[Task statement]
Reproduce the data below word for word, leaving out the pictures.

[Stored records]
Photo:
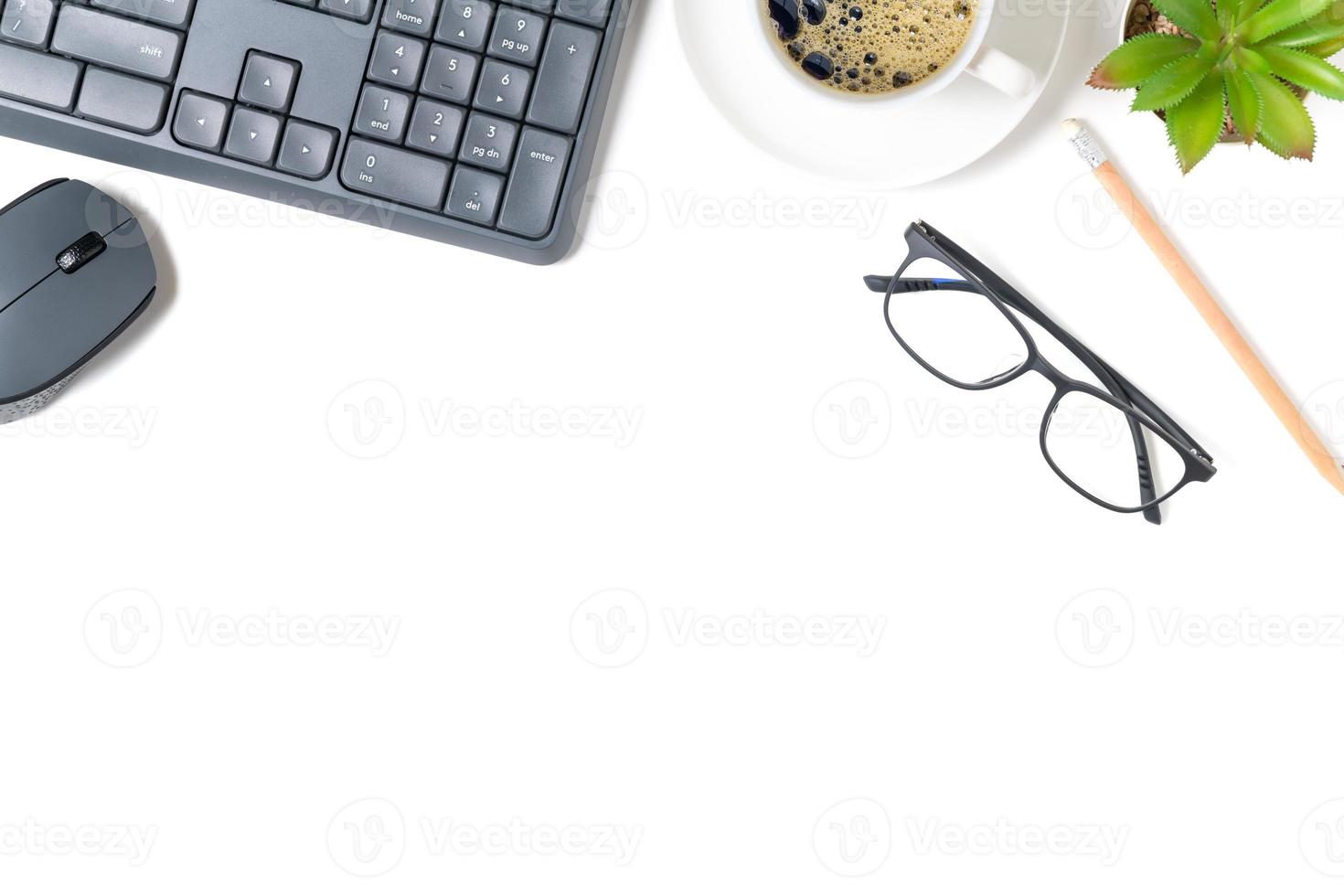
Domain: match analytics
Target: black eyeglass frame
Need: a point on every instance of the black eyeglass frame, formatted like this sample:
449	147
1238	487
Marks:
925	242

[Result for this task]
Photo:
Domain: match analytics
Target: black eyeglass frame
Need: a point on every instance of the black eyeglass frame, formatted like this sample:
449	147
1238	487
Marks:
925	242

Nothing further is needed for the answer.